### To be done
Copy out the items from the line containing "Reviewer note: make sure each instance of the gravel" through the end of the items, both ends included, keeping each request unchanged, and scale every pixel coordinate in the answers by 2.55, rounding to whole numbers with halves rounded up.

***** Provided material

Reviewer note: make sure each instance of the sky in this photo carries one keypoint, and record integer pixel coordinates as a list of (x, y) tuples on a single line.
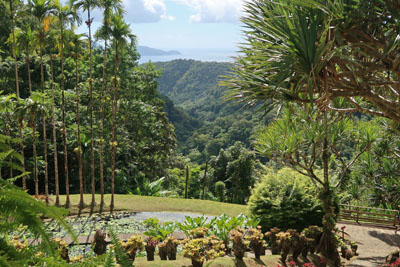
[(183, 24)]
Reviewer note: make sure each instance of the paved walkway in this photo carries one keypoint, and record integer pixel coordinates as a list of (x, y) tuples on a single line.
[(374, 244)]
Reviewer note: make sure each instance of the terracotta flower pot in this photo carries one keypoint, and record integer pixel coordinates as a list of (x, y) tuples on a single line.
[(197, 263), (150, 252)]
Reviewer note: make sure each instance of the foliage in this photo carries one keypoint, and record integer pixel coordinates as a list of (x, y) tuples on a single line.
[(234, 167), (220, 190), (316, 52), (285, 199)]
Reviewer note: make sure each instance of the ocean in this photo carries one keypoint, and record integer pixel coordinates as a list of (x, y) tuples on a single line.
[(196, 54)]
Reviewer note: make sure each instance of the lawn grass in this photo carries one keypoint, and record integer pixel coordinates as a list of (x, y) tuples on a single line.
[(219, 262), (145, 203)]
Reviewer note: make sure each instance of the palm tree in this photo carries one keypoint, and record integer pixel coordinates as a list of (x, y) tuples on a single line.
[(119, 31), (88, 5), (109, 6), (41, 10), (12, 13), (77, 42), (25, 45), (65, 16)]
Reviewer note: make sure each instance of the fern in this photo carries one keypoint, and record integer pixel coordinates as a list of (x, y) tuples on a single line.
[(120, 254), (109, 260)]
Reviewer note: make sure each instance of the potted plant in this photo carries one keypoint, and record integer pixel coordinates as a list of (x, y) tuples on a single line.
[(134, 244), (162, 251), (150, 248), (271, 236), (257, 243), (201, 249), (354, 247), (171, 245), (99, 243), (240, 245)]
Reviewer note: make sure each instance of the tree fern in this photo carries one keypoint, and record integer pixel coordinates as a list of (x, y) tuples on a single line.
[(120, 254)]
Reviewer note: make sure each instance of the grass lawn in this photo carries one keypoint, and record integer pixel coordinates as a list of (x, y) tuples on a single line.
[(145, 203), (219, 262)]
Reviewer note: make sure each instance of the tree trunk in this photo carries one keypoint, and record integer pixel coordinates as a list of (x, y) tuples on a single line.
[(46, 174), (91, 111), (21, 144), (204, 181), (35, 170), (78, 121), (102, 128), (64, 131), (187, 181), (14, 52), (328, 243), (53, 120), (114, 115)]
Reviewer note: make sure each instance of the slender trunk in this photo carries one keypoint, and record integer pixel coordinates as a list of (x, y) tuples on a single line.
[(328, 243), (187, 181), (10, 160), (114, 115), (14, 52), (53, 120), (78, 121), (91, 111), (66, 171), (35, 170), (102, 127), (46, 174), (204, 181), (21, 145), (28, 66)]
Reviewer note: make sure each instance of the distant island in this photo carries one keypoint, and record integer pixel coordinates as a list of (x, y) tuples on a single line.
[(149, 51)]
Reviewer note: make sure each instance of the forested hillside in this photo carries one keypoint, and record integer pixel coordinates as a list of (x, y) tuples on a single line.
[(204, 121)]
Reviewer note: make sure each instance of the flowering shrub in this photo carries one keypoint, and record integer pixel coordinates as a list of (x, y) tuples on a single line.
[(201, 249), (240, 245), (257, 243), (273, 240), (134, 244), (62, 248), (171, 245)]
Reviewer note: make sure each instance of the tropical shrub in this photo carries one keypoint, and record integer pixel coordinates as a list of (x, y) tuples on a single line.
[(285, 199)]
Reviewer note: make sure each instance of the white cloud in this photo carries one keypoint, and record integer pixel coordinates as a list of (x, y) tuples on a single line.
[(208, 11), (146, 11)]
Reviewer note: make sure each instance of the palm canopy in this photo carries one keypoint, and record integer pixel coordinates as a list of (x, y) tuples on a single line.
[(120, 31), (314, 51), (85, 5), (66, 15), (110, 8), (41, 9)]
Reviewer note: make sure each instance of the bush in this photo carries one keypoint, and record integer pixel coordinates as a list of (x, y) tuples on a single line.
[(285, 199), (220, 190)]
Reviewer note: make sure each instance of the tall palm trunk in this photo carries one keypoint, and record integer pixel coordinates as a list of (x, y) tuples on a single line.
[(64, 132), (20, 125), (35, 169), (102, 127), (21, 145), (114, 115), (35, 173), (46, 174), (78, 122), (53, 120), (14, 47), (89, 22)]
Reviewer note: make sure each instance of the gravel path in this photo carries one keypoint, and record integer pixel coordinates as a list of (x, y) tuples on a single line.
[(374, 244)]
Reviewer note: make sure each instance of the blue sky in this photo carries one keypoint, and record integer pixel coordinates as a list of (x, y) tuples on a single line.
[(183, 24)]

**********

### Exercise response
Reviewer note: make sure each instance of the gravel path in this photo carries one keypoint, and record integer pixel coordinates as a list of (x, y) tuples on a single line.
[(954, 622)]
Reviewer note: make sure each instance of the blue sky in this photo carries one keypoint, and record integer pixel coordinates as a list of (x, y) tuples on a single line.
[(467, 61)]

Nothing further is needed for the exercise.